II. La mise en place d’un nouveau régime limitatif de sanctions

L’ordonnance prévoit un régime d’amendes graduelles selon l’importance de la faute, le contexte factuel, leur réitération et l’importance du préjudice financier. Leur montant maximal sera de six mois de rémunération annuelle de la personne visée (nouvel article L. 131-16 du Code des juridictions financières).

Une nouvelle grille de manquements sanctionnables. L’ordonnance procède à la définition des nouvelles infractions pouvant donner lieu à une sanction. Ces infractions sont limitativement énumérées, ce qui aura pour conséquence de contraindre l’appréciation du juge financier qui n’aura que peu de marge de manœuvre pour se positionner sur la faute du gestionnaire.

  • La faute de gestion des dirigeants (nouvel article L. 131-10 du Code des juridictions financières). La faute de gestion concerne les agents occupant un emploi de direction d’établissement. Elle vise les agissements considérés comme contraires aux intérêts de ce dernier et qui lui ont causé un « préjudice financier significatif ». L’ordonnance renvoie ainsi explicitement à la notion d’agissements réalisés en méconnaissance des intérêts de l’établissement : une carence grave dans les opérations de contrôle qui lui incombent ; des négligences ou omissions répétées dans le rôle de direction. Ici, l’analogie est donc naturellement faite avec la notion d’acte anormal de gestion détaillée supra. Il pourra être considéré que la recherche de l’intérêt de l’établissement et du service public sera centrale pour caractériser ou non l’existence d’une faute de gestion. Il pourra donc à nouveau être recommandé de tracer les justifications des choix opérés par les gestionnaires afin de les sécuriser.
  • L’octroi d’avantages injustifiés (nouvel article L. 131-12 du Code des juridictions financières). Sont visés par l’ordonnance les avantages injustifiés octroyés par un gestionnaire public par intérêt personnel (direct ou indirect). La qualité du destinataire est indifférente, de même que la nature de l’avantage, qui peut être pécuniaire ou non. De même, le champ de l’avantage injustifié est élargi par l’ordonnance aux avantages procurés à soi-même. La notion d’intérêt personnel sera centrale pour apprécier le caractère injustifié de l’avantage, à l’instar des actes de gestion ayant entraîné un préjudice financier significatif pour lesquels est recherché l’intérêt poursuivi par la décision du gestionnaire.

Données fournies
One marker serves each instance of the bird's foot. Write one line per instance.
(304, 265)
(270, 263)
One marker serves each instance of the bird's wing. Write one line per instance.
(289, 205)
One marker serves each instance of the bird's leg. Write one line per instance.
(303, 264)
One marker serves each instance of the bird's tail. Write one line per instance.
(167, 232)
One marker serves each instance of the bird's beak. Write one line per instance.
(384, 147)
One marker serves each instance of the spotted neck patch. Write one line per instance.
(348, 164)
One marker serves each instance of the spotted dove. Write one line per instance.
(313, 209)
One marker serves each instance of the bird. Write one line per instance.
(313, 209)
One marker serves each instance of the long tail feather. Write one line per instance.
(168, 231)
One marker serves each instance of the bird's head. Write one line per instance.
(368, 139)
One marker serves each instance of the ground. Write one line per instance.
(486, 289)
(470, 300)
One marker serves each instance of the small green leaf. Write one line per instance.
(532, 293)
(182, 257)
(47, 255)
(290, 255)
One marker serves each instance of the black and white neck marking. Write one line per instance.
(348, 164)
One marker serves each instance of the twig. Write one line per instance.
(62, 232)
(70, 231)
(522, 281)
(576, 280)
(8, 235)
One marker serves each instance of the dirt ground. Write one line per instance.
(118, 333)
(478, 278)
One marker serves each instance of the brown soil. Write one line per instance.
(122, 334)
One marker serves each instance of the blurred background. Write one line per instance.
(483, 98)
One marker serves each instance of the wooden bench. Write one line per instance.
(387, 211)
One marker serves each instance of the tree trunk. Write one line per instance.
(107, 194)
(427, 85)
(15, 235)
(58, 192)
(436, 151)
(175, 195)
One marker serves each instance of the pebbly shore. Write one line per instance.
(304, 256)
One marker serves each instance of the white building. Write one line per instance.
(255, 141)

...

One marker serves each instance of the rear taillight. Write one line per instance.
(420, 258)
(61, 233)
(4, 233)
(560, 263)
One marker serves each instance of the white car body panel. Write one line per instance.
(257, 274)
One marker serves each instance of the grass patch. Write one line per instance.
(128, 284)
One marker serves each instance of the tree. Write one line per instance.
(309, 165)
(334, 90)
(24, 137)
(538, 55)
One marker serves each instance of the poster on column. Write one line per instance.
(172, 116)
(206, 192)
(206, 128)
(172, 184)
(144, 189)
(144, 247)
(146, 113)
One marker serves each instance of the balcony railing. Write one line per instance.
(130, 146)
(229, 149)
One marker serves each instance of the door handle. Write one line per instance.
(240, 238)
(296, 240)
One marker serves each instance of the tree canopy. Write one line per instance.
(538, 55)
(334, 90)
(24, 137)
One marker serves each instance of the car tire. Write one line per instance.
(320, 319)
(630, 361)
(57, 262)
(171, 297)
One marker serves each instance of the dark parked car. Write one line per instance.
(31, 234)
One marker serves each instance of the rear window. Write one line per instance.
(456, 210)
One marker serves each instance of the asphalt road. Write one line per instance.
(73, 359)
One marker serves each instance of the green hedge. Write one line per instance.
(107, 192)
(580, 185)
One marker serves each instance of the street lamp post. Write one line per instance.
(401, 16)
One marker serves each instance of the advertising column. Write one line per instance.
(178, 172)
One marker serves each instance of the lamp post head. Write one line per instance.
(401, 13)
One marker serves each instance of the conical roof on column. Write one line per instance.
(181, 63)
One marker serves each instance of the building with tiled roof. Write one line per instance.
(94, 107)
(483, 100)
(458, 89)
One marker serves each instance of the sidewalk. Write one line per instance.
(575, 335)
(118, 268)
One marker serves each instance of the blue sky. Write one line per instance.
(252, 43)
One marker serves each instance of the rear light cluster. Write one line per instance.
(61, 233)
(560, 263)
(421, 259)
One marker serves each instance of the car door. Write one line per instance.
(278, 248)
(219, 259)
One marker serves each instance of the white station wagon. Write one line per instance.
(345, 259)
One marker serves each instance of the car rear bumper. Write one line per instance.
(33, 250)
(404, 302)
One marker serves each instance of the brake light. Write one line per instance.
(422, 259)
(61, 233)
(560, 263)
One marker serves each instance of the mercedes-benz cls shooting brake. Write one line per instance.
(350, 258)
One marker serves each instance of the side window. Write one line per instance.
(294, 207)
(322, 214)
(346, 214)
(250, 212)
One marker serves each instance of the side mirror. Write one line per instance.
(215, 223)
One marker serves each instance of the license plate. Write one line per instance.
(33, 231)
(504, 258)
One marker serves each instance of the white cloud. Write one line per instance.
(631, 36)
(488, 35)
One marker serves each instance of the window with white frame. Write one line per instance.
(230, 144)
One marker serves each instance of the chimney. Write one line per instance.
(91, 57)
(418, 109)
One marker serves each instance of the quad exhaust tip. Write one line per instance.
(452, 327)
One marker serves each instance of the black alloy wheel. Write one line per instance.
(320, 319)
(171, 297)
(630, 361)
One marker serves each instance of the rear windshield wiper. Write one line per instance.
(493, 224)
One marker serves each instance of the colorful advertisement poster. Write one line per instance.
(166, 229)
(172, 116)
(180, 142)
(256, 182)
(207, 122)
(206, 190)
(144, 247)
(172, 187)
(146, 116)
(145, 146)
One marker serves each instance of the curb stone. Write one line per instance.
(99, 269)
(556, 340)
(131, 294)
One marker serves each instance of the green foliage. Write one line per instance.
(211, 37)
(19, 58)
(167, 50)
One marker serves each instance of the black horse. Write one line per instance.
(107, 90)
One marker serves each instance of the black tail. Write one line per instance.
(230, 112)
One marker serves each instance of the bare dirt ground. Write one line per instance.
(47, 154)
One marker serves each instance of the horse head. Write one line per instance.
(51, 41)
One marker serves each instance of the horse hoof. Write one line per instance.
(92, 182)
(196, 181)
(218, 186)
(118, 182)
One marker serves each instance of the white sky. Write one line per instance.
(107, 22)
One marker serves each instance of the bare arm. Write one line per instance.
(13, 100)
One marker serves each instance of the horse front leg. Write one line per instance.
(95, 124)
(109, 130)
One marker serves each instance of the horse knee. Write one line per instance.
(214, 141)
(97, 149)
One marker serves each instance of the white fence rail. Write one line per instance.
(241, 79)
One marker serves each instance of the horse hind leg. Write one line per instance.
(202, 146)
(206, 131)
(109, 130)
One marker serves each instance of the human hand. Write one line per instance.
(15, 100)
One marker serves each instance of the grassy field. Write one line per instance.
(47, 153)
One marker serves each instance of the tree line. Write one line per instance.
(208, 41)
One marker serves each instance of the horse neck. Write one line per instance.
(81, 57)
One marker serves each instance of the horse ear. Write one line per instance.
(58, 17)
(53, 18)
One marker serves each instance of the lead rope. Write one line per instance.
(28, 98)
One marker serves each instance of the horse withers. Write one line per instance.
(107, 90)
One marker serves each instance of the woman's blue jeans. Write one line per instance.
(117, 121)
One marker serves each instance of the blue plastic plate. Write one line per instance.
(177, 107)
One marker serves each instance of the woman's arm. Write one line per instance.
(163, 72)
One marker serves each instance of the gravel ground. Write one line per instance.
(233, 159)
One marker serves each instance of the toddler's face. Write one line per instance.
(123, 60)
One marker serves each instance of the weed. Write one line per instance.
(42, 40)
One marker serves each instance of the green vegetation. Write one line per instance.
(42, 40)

Objectif de l'exercice
Pouvez-vous reproduire à l'identique le passage de l'extrait sur le régime de sanctions situé entre « L’ordonnance prévoit un » et « 131-16 du Code des juridictions financières). », bornes incluses ? La liste n'a aucun lien avec l'extrait sur le régime de sanctions.

Résultat attendu
L’ordonnance prévoit un régime d’amendes graduelles selon l’importance de la faute, le contexte factuel, leur réitération et l’importance du préjudice financier. Leur montant maximal sera de six mois de rémunération annuelle de la personne visée (nouvel article L. 131-16 du Code des juridictions financières).